### Exercise task
Can you format the lines of the records below as a numbered list, starting at the line that contains "point: one pixel per instance, each like <point>427,174</point>." and ending at the line that contains "<point>115,17</point>", with any blank lines left out?

### Records provided
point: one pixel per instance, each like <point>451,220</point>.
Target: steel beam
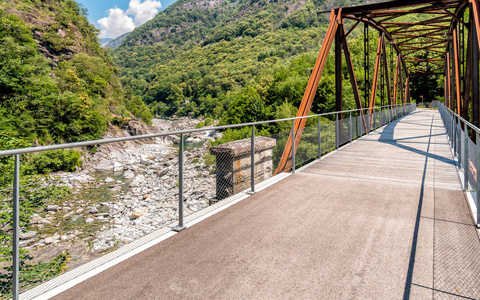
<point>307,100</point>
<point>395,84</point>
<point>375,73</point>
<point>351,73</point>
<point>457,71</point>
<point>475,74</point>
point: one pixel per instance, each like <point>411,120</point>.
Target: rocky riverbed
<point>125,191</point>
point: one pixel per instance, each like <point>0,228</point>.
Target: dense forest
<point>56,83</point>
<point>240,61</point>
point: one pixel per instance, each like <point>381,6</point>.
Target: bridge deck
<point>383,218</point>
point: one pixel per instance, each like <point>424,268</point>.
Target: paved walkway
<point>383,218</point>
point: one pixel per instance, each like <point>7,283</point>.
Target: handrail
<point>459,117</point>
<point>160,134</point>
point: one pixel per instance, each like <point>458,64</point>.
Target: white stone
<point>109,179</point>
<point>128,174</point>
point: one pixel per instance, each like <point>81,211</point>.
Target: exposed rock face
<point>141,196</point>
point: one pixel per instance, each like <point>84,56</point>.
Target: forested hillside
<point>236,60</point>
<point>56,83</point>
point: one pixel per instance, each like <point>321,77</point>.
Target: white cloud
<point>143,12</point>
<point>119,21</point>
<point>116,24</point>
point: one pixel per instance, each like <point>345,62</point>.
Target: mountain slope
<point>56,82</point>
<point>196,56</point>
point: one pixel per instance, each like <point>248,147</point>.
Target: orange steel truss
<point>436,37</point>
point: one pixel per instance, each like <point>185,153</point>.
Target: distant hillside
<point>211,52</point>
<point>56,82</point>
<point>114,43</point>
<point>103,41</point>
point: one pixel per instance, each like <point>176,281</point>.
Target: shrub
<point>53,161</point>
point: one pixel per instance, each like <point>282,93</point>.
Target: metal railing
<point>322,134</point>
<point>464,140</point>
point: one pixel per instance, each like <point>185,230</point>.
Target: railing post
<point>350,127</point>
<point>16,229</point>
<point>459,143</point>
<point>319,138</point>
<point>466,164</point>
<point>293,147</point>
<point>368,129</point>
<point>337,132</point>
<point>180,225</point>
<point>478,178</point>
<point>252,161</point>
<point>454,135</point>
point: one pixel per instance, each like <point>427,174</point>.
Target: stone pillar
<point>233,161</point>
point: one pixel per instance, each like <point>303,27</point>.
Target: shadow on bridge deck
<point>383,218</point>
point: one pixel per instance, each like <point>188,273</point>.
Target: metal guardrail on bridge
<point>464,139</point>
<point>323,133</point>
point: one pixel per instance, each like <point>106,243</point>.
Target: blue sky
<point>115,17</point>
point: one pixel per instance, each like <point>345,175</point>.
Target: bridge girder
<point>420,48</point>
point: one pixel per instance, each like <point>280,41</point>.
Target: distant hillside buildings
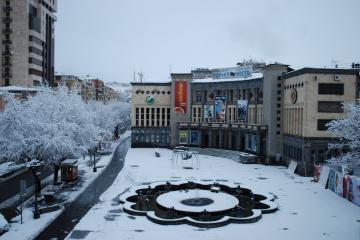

...

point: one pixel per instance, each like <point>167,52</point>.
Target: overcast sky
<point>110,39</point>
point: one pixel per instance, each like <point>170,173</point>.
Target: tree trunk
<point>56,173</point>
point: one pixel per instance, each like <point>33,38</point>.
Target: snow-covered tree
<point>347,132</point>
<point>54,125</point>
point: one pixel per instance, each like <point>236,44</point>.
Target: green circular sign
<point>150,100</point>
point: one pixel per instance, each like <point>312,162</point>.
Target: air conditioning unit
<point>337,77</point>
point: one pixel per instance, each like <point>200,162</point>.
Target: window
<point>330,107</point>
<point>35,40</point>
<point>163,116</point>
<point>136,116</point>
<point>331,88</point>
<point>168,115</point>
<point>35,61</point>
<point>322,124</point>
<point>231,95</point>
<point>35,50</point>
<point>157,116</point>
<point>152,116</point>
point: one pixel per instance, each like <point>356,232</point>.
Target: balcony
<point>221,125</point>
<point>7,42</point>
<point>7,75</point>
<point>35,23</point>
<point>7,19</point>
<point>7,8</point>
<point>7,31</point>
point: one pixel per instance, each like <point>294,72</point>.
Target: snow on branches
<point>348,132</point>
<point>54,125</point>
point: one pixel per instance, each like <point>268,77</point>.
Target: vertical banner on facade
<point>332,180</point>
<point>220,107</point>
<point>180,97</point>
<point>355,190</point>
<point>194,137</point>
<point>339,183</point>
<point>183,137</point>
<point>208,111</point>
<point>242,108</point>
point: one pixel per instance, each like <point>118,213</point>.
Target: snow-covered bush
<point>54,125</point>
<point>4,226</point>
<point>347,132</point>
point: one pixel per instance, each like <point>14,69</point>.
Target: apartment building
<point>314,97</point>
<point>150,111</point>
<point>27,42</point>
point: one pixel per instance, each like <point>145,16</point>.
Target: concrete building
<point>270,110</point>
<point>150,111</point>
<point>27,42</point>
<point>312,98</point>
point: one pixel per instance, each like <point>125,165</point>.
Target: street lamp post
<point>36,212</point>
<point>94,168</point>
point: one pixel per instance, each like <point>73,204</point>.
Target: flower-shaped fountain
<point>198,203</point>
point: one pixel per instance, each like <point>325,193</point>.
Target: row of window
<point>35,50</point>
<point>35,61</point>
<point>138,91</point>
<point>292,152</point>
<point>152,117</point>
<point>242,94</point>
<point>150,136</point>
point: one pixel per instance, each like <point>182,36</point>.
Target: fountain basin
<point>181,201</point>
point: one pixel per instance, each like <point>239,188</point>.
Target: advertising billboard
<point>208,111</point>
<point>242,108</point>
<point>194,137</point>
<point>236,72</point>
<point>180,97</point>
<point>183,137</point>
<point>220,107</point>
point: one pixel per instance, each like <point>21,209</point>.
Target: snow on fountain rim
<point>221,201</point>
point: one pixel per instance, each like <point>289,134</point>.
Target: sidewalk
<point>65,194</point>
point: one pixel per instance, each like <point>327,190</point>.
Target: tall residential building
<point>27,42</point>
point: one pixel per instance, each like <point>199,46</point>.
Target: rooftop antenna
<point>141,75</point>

### Final result
1. point: one pixel per instance, each like <point>427,174</point>.
2. Target: stone pillar
3. <point>233,161</point>
4. point: one pixel per instance, each like <point>303,27</point>.
5. Target: shadow on bridge deck
6. <point>383,218</point>
7. point: one pixel per instance, each like <point>188,273</point>.
8. Target: metal guardrail on bridge
9. <point>464,139</point>
10. <point>323,133</point>
11. point: one pixel per instance, each like <point>106,243</point>.
12. Target: blue sky
13. <point>115,17</point>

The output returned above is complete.